• INSTRUCTIONS FOR THE TASK
Output each line of the records below as a string in a single JSON list, one string per line, skipping blank lines and omitting the pictures.

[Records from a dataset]

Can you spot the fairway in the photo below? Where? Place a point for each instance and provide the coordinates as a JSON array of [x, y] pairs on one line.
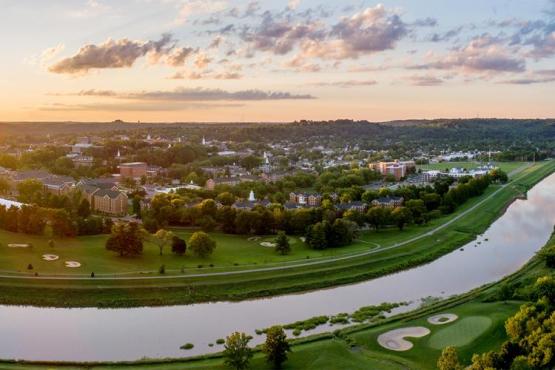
[[460, 333]]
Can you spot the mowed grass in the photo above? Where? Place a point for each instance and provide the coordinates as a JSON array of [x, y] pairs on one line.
[[460, 332], [479, 328], [231, 251]]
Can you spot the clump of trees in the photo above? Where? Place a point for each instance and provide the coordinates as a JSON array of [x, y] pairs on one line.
[[126, 239], [324, 234], [531, 336], [276, 346], [201, 245]]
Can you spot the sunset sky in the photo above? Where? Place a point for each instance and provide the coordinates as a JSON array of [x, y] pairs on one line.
[[224, 60]]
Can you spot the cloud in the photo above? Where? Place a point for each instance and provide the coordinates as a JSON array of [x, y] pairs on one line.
[[536, 77], [198, 94], [202, 60], [484, 54], [112, 54], [178, 56], [293, 4], [136, 107], [187, 8], [280, 36], [424, 80], [346, 84], [122, 53]]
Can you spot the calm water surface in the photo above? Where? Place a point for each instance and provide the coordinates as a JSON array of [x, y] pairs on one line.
[[127, 334]]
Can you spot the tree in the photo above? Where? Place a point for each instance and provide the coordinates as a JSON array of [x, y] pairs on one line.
[[84, 209], [179, 246], [237, 352], [376, 217], [201, 244], [282, 243], [316, 236], [226, 198], [126, 239], [276, 346], [449, 360], [162, 238]]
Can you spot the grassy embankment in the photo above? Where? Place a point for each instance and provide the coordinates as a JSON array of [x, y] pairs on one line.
[[95, 292], [480, 328]]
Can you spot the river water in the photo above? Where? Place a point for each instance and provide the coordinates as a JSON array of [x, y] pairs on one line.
[[90, 334]]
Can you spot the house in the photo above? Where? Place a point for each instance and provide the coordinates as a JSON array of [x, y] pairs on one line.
[[397, 169], [134, 170], [82, 161], [388, 202], [353, 206], [104, 200], [110, 202], [54, 184], [308, 199], [58, 185]]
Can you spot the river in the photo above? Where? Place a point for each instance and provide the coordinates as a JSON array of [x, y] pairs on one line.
[[90, 334]]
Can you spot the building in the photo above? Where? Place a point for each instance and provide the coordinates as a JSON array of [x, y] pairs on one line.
[[104, 200], [231, 181], [388, 202], [134, 170], [83, 161], [397, 169], [110, 202], [353, 206], [306, 199]]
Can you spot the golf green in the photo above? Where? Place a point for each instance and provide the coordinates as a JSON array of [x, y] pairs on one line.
[[460, 333]]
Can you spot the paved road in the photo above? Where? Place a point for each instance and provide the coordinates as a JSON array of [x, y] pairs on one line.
[[267, 269], [275, 268]]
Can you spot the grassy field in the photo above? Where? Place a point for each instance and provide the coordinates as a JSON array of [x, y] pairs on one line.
[[504, 166], [479, 328], [191, 288]]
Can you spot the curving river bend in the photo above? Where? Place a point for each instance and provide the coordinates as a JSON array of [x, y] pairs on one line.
[[90, 334]]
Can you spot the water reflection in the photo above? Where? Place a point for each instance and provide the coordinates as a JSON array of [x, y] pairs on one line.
[[127, 334]]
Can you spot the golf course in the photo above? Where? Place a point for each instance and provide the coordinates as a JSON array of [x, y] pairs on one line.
[[241, 266]]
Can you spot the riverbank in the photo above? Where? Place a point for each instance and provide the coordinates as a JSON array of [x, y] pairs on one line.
[[169, 290], [356, 347]]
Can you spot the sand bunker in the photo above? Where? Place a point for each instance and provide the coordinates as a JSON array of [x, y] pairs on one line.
[[13, 245], [268, 244], [443, 318], [49, 257], [395, 339]]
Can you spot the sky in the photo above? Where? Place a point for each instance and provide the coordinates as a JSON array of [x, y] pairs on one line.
[[235, 61]]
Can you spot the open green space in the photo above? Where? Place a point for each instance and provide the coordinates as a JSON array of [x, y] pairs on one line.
[[460, 333], [241, 268], [479, 328]]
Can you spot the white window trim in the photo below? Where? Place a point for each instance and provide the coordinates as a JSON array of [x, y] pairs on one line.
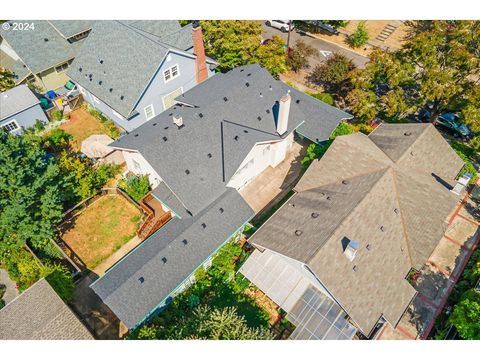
[[170, 93], [169, 70], [13, 131], [145, 111]]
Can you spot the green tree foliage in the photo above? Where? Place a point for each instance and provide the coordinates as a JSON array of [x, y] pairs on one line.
[[237, 42], [30, 193], [360, 36], [136, 187], [466, 316], [334, 74], [298, 58], [438, 66], [6, 79]]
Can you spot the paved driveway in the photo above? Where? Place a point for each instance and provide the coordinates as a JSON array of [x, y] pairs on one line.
[[325, 48], [438, 276]]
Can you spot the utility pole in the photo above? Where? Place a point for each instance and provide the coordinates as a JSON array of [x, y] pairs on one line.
[[288, 36]]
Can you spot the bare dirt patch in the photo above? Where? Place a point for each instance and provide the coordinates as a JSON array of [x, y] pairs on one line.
[[102, 229]]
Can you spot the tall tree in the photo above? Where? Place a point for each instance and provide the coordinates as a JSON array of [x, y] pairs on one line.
[[6, 79], [237, 42], [438, 65], [30, 193]]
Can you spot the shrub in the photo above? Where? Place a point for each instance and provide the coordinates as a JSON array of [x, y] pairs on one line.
[[56, 115], [136, 187], [360, 36]]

• SOLUTION
[
  "Can you spot the fairway in the photo below? Where? Place a point for each instance and provide the coordinates as a JSON array of [x, y] pairs on one line.",
  "[[460, 333]]",
  "Can you spot the mowed grass in the photo above? Where? Place a point for each instance and provide the coordinates as a JSON array of [x, y] pairs on one line.",
  "[[460, 332], [479, 328], [231, 251]]",
  "Can you spot the clump of trees in the photo above? Where? Place a point for each instance and provide the coordinates as a JSON array of [x, y] pairs on one line.",
  "[[126, 239], [324, 234], [531, 336], [276, 346], [201, 245]]",
  "Can you spot the sunset sky in the photo above? Where? Place a point for each instance and provide the coordinates as a JSON array of [x, y] pairs on one line.",
  "[[224, 60]]",
  "Can you spot the cloud in the photo above? Where? Place a point for each instance and provide the coordinates as a JSON array of [x, y] pairs on one line.",
  "[[536, 77], [198, 94], [202, 60], [484, 54], [112, 54], [178, 56], [293, 4], [136, 107], [187, 8], [280, 36], [424, 80], [346, 84], [122, 53]]",
  "Can you spot the calm water surface in the photo above? Where? Place a point for each instance and provide the coordinates as a JSON array of [x, y] pairs on one line.",
  "[[127, 334]]",
  "Can you spot the tree in the photo above? Where? Place a point for each instance and provide the coordinates as a JSON array of [x, y] pairs on one line.",
  "[[84, 209], [179, 246], [237, 352], [376, 217], [201, 244], [282, 243], [316, 236], [226, 198], [126, 239], [276, 346], [449, 360], [162, 238]]",
  "Can you spot the grassy embankment in the photo above? Where? Place a point for each instance and provide the coordinates as a JSON array of [x, y] pairs on one line.",
  "[[95, 292], [480, 328]]",
  "Can you spot the river water in the photo above? Where? Place a point for each instance and provide the coordinates as a JSON array of [x, y] pairs on one line.",
  "[[90, 334]]",
  "Can you spot the house in the photo above? Where? Place a point for each instance and provide the coordinates as a JSON array of [x, y] pairs on one line.",
  "[[397, 169], [134, 170], [82, 161], [388, 202], [353, 206], [104, 200], [110, 202], [54, 184], [308, 199], [58, 185]]",
  "Can you spot the river in the photo above? Where? Place a point for each instance and provide the coordinates as a JSON array of [x, y] pairs on one line.",
  "[[90, 334]]",
  "Can you spot the building in the photo above? Where? Place a point for each instance and provide the coordinates as a JSON array of [x, y] pairs on one line.",
  "[[104, 200], [231, 181], [388, 202], [134, 170], [83, 161], [397, 169], [110, 202], [353, 206], [306, 199]]",
  "Can you spot the golf green in the photo above? Where? Place a point for each instance and provide the coordinates as a JSON array of [x, y] pairs on one line.",
  "[[460, 333]]",
  "Can you spot the paved road in the photo above? Where? Place a point for each instance and provide the coordinates as a JSON array of [x, y] pairs on one line.",
  "[[267, 269], [275, 268]]",
  "Can you spot the grassy field in the photo above? Where? Place a point for each instance and provide the coordinates as a JSON array of [x, y] pairs on one line.",
  "[[504, 166], [479, 328], [191, 288]]",
  "Can you spot the curving river bend in the photo above? Where? Place a point for each instance and provide the coordinates as a JSON array of [x, y] pairs on one line.",
  "[[90, 334]]",
  "Can you spot the water reflection in the photo above? Where? Place a point for each instance and provide the coordinates as a JSON array of [x, y] pairs on one line.",
  "[[127, 334]]",
  "Can you spot the golf course in the photo above? Where? Place a point for each instance and provide the coordinates as a JSON array of [x, y] pairs on one line.",
  "[[241, 266]]",
  "Can you spot the riverbank in the photo above? Where? Place a point for each instance and provide the coordinates as a JSON array of [x, y] pairs on one line.",
  "[[169, 290], [356, 347]]",
  "Can you spot the sand bunker in the photo above? Where? Place a point for each instance and provide the coordinates as a JSON array of [x, y] pairs on one line.",
  "[[13, 245], [268, 244], [443, 318], [49, 257], [395, 339]]",
  "Can you spot the sky in the photo above? Where? Place a point for each instance and provide the coordinates as a JSON array of [x, y] pairs on one line.",
  "[[235, 61]]",
  "Can you spot the open green space in the photo above? Where? Place a point for each instance and provide the coordinates as a JSON array of [x, y] pairs on one line.",
  "[[460, 333], [241, 268], [479, 328]]",
  "Can you spot the white window trim in the photo below? Where? Place a point for each instance and provide the coordinates as a JSON array of [x, y] pairs on one line.",
  "[[170, 93], [169, 70], [13, 131], [145, 111]]",
  "Can you spot the green tree foliage in the photo above? Where? Place a point for each instance and provide the coordinates as a JSON array of [x, y] pairs on one line.",
  "[[237, 42], [30, 193], [360, 36], [136, 187], [466, 316], [334, 74], [298, 58], [438, 66], [6, 79]]",
  "Can you spot the paved driveway in the photo above? Where? Place a point for each instance and provide the coordinates as a JSON array of [x, y] pairs on one line.",
  "[[325, 48], [438, 276]]",
  "Can you spot the utility pole in the photo above? Where? Place a point for each instance and provide the coordinates as a JSON array of [x, y] pairs on one line.",
  "[[288, 36]]",
  "Can you spot the bare dirt patch in the photo above? Where? Place a point for each instance and provide the coordinates as a JSON array of [x, y] pairs on one line.",
  "[[102, 229]]",
  "Can you spot the tall tree in the photo above? Where? Place a point for each instance and provide the coordinates as a JSON array of [x, y] pairs on one line.",
  "[[6, 79], [237, 42], [438, 65], [30, 193]]",
  "Can you spot the shrub in the photo above? Where? Place a point for each instance and provide the coordinates as a JSON array of [x, y] pairs on one line.",
  "[[56, 115], [136, 187], [360, 36]]"
]